(Point labeling dataset excerpts)
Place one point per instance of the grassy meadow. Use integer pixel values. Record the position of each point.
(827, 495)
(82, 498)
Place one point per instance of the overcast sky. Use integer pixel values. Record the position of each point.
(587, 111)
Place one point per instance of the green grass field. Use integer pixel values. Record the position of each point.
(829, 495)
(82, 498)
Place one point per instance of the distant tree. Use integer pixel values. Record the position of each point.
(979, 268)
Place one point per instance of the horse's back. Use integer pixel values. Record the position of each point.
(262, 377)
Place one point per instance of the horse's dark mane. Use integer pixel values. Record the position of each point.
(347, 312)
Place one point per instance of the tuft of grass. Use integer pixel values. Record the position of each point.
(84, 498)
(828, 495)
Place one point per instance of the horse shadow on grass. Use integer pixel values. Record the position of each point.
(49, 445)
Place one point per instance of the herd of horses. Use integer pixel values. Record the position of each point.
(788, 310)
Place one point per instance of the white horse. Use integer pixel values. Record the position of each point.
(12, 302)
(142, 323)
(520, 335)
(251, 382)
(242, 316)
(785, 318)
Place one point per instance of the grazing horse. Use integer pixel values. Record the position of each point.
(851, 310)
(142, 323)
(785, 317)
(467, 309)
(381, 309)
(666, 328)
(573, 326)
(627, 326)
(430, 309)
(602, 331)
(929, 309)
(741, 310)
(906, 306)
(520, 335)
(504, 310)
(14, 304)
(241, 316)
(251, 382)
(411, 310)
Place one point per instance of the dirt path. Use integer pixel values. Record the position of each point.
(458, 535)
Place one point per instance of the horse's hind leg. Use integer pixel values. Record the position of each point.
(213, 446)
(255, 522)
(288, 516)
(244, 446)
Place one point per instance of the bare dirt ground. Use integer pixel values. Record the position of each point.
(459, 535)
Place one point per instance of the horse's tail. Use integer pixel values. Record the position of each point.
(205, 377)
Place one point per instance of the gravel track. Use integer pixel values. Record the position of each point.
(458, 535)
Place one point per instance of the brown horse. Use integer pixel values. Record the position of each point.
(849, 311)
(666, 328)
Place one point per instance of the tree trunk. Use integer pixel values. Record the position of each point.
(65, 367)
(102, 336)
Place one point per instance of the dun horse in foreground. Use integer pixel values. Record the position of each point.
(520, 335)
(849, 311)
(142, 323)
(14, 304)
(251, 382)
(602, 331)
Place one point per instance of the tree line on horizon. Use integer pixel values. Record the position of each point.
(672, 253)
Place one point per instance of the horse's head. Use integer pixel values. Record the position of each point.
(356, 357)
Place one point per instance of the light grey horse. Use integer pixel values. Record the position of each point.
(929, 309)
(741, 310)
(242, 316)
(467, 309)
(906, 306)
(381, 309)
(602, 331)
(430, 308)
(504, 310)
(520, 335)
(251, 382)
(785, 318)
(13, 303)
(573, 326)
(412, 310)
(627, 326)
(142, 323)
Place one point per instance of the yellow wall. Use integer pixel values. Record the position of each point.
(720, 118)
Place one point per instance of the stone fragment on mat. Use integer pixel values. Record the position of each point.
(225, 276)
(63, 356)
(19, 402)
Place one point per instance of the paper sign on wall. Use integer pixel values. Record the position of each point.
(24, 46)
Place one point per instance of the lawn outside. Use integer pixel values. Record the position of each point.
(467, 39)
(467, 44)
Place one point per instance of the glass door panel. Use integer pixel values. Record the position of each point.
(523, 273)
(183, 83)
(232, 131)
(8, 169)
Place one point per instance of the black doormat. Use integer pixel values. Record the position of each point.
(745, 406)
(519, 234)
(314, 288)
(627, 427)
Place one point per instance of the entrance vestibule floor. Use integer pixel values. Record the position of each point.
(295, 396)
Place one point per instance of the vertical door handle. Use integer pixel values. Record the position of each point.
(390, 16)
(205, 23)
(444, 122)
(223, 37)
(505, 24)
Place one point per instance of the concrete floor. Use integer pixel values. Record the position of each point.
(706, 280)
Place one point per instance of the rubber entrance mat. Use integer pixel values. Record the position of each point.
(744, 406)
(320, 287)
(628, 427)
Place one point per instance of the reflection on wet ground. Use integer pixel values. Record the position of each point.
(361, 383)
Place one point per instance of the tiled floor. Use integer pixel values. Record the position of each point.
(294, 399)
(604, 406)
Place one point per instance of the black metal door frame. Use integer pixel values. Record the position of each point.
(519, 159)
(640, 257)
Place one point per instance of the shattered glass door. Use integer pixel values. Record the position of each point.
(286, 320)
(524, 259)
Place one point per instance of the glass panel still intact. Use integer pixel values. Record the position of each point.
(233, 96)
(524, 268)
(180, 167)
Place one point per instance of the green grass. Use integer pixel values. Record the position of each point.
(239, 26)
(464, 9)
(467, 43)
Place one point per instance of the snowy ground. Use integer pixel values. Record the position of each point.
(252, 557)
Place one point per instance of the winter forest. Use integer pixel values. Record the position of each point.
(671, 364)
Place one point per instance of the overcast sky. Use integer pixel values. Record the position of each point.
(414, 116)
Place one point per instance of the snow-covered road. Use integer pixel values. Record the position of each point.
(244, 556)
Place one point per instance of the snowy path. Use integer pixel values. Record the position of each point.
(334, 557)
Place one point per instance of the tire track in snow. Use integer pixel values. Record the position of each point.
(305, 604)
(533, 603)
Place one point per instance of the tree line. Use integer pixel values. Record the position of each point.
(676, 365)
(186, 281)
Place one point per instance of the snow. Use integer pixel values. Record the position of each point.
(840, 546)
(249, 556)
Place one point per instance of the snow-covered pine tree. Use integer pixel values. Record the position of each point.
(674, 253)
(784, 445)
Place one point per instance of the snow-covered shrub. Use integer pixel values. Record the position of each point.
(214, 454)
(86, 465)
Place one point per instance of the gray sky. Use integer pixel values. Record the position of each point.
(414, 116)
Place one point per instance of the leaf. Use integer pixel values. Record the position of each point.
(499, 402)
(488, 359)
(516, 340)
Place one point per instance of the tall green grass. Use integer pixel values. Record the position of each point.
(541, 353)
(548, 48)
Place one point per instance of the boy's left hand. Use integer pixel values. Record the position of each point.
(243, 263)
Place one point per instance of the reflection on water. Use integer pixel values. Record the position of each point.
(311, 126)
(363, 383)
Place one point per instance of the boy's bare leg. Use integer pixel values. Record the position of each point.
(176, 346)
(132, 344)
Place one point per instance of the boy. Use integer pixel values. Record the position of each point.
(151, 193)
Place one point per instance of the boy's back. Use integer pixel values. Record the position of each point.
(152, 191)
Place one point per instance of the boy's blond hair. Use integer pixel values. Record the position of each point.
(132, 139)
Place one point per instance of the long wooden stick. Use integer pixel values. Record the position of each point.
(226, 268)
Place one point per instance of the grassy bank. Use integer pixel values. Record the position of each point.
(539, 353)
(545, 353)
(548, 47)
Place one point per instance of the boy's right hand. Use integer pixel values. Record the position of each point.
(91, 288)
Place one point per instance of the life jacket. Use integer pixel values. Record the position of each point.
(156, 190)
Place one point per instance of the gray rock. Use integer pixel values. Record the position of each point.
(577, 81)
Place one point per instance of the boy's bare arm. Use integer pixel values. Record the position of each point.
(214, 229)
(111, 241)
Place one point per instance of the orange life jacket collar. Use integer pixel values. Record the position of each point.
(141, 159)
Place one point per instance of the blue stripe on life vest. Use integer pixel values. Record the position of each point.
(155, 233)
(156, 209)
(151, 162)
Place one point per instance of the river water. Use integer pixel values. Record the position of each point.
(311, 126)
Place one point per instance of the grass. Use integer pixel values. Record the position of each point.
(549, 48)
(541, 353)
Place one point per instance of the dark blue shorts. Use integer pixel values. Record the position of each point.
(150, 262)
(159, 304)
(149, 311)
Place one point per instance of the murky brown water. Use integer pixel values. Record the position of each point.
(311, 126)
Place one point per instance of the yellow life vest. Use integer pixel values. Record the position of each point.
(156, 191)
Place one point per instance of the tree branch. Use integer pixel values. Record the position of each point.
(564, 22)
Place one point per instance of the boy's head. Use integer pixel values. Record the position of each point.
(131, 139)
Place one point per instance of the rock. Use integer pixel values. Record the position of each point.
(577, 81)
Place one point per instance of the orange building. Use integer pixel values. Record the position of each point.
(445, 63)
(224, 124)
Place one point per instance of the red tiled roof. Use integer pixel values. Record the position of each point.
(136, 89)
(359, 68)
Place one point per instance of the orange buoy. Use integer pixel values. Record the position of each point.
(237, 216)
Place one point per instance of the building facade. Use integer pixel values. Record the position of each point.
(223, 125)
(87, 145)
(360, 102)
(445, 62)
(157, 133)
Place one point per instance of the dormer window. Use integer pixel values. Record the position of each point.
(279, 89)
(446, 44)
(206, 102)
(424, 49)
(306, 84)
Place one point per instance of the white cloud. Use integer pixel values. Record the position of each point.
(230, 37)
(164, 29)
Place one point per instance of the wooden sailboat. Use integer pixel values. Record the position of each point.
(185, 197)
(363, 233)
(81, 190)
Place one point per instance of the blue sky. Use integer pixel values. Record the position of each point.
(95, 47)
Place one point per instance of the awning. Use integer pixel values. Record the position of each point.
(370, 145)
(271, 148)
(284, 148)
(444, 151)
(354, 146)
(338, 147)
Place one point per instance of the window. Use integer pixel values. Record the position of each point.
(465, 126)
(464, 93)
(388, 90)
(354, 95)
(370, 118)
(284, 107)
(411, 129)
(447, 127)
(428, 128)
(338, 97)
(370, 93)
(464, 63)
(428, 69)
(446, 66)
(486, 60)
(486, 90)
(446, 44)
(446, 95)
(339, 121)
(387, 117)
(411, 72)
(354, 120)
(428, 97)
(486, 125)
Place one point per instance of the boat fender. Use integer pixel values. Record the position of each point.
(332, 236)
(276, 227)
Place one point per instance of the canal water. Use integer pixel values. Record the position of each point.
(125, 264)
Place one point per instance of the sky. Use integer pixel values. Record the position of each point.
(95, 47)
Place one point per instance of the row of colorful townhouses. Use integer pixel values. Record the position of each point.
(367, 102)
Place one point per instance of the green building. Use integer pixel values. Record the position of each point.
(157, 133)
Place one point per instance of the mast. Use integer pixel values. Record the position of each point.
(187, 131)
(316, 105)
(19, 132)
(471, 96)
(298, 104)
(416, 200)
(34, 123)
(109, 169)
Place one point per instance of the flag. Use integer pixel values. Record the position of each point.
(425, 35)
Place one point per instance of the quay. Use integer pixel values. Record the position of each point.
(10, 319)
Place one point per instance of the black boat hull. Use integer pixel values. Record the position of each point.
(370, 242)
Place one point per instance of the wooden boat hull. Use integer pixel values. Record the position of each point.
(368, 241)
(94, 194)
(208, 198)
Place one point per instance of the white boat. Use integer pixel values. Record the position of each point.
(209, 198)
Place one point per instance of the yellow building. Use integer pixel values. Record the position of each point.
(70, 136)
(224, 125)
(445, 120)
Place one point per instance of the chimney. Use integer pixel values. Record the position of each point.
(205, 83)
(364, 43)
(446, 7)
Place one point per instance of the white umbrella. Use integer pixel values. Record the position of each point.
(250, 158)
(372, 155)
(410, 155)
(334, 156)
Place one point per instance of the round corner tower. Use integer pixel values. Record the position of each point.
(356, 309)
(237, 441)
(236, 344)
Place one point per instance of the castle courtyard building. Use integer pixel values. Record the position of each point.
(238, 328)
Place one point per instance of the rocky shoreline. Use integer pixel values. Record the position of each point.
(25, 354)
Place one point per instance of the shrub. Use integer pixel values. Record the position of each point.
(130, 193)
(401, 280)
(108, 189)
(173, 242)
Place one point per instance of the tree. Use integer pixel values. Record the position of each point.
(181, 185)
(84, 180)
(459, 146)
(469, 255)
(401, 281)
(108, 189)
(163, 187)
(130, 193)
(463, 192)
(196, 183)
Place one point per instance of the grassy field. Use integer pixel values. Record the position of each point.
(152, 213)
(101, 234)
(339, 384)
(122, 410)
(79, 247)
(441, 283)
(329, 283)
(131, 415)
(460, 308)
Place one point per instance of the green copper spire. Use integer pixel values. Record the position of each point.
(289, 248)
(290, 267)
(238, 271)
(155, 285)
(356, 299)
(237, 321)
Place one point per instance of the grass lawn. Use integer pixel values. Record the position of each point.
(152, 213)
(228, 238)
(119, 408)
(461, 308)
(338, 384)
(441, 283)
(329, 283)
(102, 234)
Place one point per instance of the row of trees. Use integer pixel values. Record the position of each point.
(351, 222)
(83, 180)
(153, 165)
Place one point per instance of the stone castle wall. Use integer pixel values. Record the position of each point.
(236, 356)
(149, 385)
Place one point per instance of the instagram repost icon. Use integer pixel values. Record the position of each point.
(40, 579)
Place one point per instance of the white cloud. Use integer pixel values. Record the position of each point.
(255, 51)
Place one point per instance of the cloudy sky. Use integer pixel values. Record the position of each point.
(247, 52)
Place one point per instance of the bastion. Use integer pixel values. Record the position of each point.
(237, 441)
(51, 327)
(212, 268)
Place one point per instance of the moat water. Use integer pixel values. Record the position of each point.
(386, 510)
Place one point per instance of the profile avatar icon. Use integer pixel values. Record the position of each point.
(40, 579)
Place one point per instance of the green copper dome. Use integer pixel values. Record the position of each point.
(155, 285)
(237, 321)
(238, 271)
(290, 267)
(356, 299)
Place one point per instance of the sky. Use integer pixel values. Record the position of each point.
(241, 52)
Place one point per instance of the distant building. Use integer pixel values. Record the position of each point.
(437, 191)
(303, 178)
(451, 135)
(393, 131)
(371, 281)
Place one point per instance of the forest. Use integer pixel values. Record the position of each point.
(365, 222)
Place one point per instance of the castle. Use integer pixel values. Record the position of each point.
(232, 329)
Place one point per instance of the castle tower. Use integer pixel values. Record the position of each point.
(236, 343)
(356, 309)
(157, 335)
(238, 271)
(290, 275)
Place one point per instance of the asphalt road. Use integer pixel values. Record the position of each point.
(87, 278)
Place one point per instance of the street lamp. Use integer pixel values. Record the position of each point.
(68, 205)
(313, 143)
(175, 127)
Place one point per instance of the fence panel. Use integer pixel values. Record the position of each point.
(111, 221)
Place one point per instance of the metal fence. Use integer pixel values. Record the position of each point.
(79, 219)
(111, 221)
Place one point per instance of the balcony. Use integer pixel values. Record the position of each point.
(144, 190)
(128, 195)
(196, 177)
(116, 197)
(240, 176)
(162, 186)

**DIRECTIONS:** Extract every line from the one containing "Place one point per instance of the green copper dome." to the end of the entries, including both of those lines, exactly as given and with nothing added.

**WORKED ANSWER:**
Place one point per instance of the green copper dome. Use integer pixel values. Record the position of each point.
(155, 285)
(237, 321)
(238, 271)
(290, 267)
(356, 299)
Place one point per instance of the sky. Use integer pixel values. Record the position of each point.
(241, 52)
Place one point per instance of the distant building. Use integer pixel values. Record the position of each point.
(437, 191)
(303, 178)
(451, 135)
(393, 131)
(371, 281)
Place one point per instance of the forest. Use integer pixel values. Record the position of each point.
(365, 222)
Place one point per instance of the castle. Use integer pixel values. Record the position of each point.
(232, 329)
Place one point per instance of the castle tower. Use integer pixel values. Record the position of each point.
(236, 343)
(356, 309)
(157, 335)
(238, 271)
(290, 275)
Place one point per instance of the asphalt road. Use integer pixel values. Record the position of each point.
(87, 278)
Place one point per instance of the street lamp. Use integer pixel values. Record the position of each point.
(68, 205)
(313, 143)
(175, 127)
Place one point per instance of the fence panel. Use integer pixel values. Record the position of each point.
(111, 221)
Place one point per instance of the metal fence. Use integer pixel values. Record the position of each point.
(79, 219)
(111, 221)
Place one point per instance of the balcony. Use integer pixel values. Record the position of each point.
(144, 190)
(128, 195)
(196, 177)
(116, 197)
(240, 176)
(162, 186)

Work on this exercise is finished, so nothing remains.